- Exercise goal:
Continue the commentary on the Georgia special election from the point where it stops, after its final sentence.

- Passage shown:

The morning after an election is always a time for poring over the entrails of the campaign, and Wednesday the Democrats spent the whole day trying to figure out how they could spend $25 million on a special election in Georgia, and still lose.
The short answer, as always, is that the loser was trying to sell something a majority of voters didn’t want to buy. Georgia was one of the most reliable Democratic states barely more than a decade or so ago, and is now ruby red with pockets of Democratic strength. In this week’s election, Georgia voters, many of whom are skeptical of President Trump and his tweets, demonstrated they nevertheless want more from an opposition than rants and adolescent rage over losing an election.
Karen Handel, the winner of the seat representing a district ranging over the northern suburbs of Atlanta, looks and talks like a kindly grandmother. She was the loser of several statewide races before she was elected secretary of state, a title considerably less grand than it sounds. Jon Ossoff, the man she defeated, is only 30 (and sometimes looks 16), a pleasant fellow with no political record who was picked by the Democrats a little before his time. He inherited a national following because he isn’t Donald Trump. On Tuesday, that was not enough.
Republicans lately have been treated kindly by two prominent Democratic ladies without actually meaning to. One of President Trump’s electoral strengths was that he is not Hillary Clinton, and Tuesday in Georgia the voters said they don’t want a congressman who has been hanging out with Nancy Pelosi.
A decade of Republican campaigning against Mrs. Pelosi has made her the gift to Republicans that keeps on giving. She’s the ultimate expression of “San Francisco values,” and nobody’s buying those anywhere but in San Francisco. “It’s pretty difficult to undo the demonization of anyone,” says Rep. Bill Pascrell of New Jersey of Tuesday’s result.
The demonization of Donald Trump, however, has not worked in any of the four special elections held so far to replace Republicans who moved on to other jobs. The Grand Old Party has now won special elections in Kansas, Montana, Georgia and Tuesday in South Carolina, where the Democrat did come close enough to rattle the Republicans. Close, but no cigar.

(Stored data entries)

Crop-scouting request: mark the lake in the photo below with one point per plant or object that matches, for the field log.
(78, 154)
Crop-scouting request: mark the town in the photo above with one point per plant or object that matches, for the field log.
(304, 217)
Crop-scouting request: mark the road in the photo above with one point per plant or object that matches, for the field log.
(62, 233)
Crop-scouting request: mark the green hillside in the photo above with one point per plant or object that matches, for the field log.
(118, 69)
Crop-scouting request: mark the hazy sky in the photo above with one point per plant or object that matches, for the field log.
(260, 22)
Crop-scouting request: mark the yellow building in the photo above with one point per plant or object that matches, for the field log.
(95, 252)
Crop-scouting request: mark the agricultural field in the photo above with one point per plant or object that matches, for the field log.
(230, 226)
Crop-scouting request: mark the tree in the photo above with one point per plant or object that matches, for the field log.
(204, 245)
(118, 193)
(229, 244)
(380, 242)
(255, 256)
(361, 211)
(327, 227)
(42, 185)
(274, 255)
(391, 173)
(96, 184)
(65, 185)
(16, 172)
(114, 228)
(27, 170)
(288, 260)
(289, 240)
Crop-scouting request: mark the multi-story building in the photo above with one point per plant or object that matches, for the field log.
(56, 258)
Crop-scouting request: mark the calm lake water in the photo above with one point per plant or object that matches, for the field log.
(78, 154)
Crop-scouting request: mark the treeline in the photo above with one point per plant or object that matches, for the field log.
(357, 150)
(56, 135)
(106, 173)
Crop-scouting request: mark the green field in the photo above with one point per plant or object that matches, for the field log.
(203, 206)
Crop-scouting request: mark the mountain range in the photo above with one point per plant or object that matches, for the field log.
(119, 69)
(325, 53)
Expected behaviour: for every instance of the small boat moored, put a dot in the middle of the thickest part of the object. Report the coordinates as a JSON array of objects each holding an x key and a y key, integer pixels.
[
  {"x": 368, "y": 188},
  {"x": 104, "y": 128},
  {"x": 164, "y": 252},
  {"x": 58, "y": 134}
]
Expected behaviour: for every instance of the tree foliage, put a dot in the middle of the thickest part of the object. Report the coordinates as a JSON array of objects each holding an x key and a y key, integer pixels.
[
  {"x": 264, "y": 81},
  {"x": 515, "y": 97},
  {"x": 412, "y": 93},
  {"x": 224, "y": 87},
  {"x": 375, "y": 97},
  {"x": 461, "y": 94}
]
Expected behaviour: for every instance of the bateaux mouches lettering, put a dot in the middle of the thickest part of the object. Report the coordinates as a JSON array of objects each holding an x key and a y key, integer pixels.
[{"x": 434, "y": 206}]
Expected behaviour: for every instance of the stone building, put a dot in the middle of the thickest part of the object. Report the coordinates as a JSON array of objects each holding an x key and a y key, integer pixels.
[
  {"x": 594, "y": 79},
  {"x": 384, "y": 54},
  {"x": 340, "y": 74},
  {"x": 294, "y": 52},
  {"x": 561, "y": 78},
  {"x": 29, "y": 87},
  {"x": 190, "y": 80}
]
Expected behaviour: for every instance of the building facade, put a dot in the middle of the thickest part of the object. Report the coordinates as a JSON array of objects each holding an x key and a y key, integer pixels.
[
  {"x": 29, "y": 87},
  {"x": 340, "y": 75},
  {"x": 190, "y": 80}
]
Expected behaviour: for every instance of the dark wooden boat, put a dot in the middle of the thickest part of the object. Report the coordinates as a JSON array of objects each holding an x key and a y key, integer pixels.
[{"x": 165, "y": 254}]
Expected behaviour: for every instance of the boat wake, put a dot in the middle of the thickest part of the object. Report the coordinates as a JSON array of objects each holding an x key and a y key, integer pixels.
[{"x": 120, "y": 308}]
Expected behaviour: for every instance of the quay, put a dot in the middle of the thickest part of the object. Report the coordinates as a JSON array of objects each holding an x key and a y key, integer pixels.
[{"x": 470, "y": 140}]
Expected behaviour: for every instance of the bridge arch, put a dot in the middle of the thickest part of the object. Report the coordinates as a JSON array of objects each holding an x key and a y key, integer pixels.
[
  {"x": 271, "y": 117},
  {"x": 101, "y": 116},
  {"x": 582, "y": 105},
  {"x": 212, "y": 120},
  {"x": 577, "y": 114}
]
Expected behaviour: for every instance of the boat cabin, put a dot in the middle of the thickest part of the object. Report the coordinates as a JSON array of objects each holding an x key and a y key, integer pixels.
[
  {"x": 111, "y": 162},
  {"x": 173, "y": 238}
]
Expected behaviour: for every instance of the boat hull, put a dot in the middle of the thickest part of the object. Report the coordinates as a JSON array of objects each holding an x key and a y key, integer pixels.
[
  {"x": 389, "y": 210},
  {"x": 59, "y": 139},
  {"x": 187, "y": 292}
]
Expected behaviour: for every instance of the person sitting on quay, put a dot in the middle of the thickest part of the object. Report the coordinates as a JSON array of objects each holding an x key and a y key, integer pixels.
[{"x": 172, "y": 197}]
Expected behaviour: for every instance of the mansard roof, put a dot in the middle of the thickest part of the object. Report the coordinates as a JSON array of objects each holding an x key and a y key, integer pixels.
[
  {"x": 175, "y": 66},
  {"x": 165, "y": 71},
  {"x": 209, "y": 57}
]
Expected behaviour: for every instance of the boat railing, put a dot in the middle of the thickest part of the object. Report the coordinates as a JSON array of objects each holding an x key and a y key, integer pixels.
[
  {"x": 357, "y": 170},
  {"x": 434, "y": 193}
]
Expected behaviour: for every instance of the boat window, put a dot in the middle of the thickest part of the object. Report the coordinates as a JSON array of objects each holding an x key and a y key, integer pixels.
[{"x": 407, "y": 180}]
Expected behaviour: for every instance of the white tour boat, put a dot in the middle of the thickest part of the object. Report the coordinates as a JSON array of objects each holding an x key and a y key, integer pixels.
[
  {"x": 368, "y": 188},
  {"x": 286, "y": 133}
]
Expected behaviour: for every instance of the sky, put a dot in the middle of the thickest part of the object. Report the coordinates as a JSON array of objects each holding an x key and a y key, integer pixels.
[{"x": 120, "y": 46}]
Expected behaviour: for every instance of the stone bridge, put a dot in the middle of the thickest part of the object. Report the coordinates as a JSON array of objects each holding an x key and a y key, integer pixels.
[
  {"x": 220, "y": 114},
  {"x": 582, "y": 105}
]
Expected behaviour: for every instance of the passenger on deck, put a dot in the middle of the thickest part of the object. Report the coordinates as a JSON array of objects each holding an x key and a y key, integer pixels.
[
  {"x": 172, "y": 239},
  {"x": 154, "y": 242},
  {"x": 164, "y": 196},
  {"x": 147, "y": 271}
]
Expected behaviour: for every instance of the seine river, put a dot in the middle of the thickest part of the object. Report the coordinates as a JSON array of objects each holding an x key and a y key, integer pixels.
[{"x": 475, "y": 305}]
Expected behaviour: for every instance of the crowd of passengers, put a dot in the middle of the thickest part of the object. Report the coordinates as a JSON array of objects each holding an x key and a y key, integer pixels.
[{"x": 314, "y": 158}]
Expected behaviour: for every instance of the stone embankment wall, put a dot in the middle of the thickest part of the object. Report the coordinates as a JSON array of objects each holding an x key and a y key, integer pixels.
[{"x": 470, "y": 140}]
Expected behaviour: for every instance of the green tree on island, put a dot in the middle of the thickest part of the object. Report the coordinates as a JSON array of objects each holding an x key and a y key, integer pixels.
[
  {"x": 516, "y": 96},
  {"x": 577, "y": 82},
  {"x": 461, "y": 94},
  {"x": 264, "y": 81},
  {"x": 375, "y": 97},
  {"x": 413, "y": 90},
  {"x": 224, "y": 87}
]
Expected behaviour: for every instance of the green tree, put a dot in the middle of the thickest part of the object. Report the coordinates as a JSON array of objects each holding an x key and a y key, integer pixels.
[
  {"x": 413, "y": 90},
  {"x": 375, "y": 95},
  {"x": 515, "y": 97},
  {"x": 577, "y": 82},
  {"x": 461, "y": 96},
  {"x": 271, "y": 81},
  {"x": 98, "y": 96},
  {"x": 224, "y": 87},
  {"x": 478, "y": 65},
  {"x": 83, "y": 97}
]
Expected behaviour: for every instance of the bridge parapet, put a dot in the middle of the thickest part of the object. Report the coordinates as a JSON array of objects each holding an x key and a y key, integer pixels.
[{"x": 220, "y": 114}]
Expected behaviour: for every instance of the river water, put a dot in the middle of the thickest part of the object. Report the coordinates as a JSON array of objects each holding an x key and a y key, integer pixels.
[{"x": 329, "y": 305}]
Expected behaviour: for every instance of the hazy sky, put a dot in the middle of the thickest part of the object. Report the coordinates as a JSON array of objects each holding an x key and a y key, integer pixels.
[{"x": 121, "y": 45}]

- Written reply:
The national Democratic machinery had hoped a victory in Georgia would give the party momentum for next year’s midterm congressional elections, where it needs to win a net of 24 seats to regain control of the House, and 3 to wrest control of the Senate. The Tuesday results demonstrated forcefully that money alone won’t do it. The Ossoff campaign said it had knocked on half-a-million doors, hired a hundred staffers, recruited 12,000 volunteers and spent more than $11 million on television advertisements, some of them on national television and some of them on local radio and television.
What The New York Times called “a demoralizing special-election defeat,” deepened a wide divide within the Democratic Party between those who are wary of trying to sell an undisguised left-wing agenda, and those who know better. Rep. Tim Ryan of Ohio says the Democratic “brand” has become “toxic” because voters see Democrats as “not being able to connect with the issues they care about. Our brand is worse than Trump’s.”
Some Democrats console themselves with “moral victories,” having come close in a couple of the special elections. But others understand that only the real thing counts, but when your brand stinks, life is not easy.